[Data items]
==*==

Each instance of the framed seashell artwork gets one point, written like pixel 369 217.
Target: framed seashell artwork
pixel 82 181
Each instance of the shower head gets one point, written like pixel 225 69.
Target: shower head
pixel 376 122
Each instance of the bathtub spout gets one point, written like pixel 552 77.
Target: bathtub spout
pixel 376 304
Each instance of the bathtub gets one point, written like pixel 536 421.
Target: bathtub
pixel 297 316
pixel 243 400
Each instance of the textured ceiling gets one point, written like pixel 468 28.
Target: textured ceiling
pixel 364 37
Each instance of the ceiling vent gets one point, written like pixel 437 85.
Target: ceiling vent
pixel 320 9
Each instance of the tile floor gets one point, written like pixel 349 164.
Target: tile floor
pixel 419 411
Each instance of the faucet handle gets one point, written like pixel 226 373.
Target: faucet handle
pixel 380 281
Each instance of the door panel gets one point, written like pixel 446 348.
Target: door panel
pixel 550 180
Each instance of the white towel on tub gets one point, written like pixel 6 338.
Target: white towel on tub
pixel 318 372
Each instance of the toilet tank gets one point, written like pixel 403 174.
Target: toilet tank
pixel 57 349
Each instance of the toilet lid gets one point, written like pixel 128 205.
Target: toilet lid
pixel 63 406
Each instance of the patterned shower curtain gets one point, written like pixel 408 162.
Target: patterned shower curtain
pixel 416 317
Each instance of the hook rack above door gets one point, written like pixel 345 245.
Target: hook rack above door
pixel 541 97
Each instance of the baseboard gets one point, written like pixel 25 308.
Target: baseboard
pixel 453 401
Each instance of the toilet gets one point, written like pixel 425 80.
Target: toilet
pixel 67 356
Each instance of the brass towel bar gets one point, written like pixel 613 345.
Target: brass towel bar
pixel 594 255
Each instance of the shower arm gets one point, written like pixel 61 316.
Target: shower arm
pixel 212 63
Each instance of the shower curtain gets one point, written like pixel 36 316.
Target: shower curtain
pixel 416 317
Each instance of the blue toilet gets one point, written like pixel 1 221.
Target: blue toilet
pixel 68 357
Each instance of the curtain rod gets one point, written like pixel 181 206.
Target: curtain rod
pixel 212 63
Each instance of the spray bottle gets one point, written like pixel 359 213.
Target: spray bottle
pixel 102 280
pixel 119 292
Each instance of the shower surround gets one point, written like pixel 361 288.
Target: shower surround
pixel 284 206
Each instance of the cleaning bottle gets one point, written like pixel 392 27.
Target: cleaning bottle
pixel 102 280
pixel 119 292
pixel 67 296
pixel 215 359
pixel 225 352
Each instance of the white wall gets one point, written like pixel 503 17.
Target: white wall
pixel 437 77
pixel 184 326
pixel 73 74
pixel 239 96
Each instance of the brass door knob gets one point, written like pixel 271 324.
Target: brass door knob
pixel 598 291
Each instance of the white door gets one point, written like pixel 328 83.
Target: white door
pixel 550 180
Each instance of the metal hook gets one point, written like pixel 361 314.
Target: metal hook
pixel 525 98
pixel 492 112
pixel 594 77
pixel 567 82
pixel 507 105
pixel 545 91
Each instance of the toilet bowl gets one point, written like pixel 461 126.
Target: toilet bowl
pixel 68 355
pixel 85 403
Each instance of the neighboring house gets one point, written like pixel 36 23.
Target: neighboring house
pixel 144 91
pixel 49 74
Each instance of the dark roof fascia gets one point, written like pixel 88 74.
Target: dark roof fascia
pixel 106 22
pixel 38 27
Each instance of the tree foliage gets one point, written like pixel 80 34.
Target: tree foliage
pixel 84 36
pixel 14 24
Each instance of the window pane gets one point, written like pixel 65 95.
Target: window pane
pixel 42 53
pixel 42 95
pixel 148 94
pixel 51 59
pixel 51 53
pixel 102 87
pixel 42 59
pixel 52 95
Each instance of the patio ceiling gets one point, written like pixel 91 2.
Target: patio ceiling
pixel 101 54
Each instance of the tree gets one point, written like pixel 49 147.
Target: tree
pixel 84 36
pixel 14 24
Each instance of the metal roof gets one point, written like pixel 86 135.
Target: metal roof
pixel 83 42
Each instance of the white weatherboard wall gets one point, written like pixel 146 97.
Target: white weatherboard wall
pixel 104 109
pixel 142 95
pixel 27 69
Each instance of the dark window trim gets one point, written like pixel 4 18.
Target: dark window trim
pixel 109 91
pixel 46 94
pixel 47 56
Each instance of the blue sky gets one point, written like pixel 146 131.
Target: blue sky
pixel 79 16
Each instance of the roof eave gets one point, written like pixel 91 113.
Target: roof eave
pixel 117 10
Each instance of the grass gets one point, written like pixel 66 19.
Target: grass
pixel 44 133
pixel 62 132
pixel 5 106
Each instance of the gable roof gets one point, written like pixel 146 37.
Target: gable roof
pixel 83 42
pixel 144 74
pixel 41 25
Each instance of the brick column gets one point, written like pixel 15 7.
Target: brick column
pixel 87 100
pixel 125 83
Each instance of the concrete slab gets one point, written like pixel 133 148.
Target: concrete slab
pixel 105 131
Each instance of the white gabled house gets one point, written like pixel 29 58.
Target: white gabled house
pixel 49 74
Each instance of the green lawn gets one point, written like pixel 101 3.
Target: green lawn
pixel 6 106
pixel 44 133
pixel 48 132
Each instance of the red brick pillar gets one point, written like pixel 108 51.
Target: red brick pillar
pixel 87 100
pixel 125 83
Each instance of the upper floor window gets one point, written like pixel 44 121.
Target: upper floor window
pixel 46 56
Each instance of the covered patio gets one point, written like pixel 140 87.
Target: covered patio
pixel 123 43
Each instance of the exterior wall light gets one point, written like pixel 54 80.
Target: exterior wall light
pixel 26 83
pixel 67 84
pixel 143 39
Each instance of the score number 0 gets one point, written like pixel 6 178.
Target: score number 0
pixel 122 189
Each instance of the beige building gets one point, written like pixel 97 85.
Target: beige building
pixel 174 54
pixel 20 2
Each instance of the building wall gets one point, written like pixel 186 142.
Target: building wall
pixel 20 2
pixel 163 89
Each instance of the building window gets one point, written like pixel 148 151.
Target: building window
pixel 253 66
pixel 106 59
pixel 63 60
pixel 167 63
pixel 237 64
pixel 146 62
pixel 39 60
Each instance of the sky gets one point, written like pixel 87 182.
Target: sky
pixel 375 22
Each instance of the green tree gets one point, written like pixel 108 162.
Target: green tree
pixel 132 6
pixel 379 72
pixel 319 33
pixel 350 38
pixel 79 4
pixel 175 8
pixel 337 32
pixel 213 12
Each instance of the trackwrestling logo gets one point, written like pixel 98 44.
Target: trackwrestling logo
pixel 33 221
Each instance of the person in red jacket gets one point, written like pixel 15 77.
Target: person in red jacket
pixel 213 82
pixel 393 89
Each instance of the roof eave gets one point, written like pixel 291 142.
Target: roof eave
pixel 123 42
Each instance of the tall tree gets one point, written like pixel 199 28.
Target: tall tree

==*==

> _TASK_: Check each line above for the string "tall" and copy the ones that have it.

> _SOLUTION TO THE EXERCISE_:
Each instance of the tall tree gets one point, written like pixel 199 28.
Target: tall tree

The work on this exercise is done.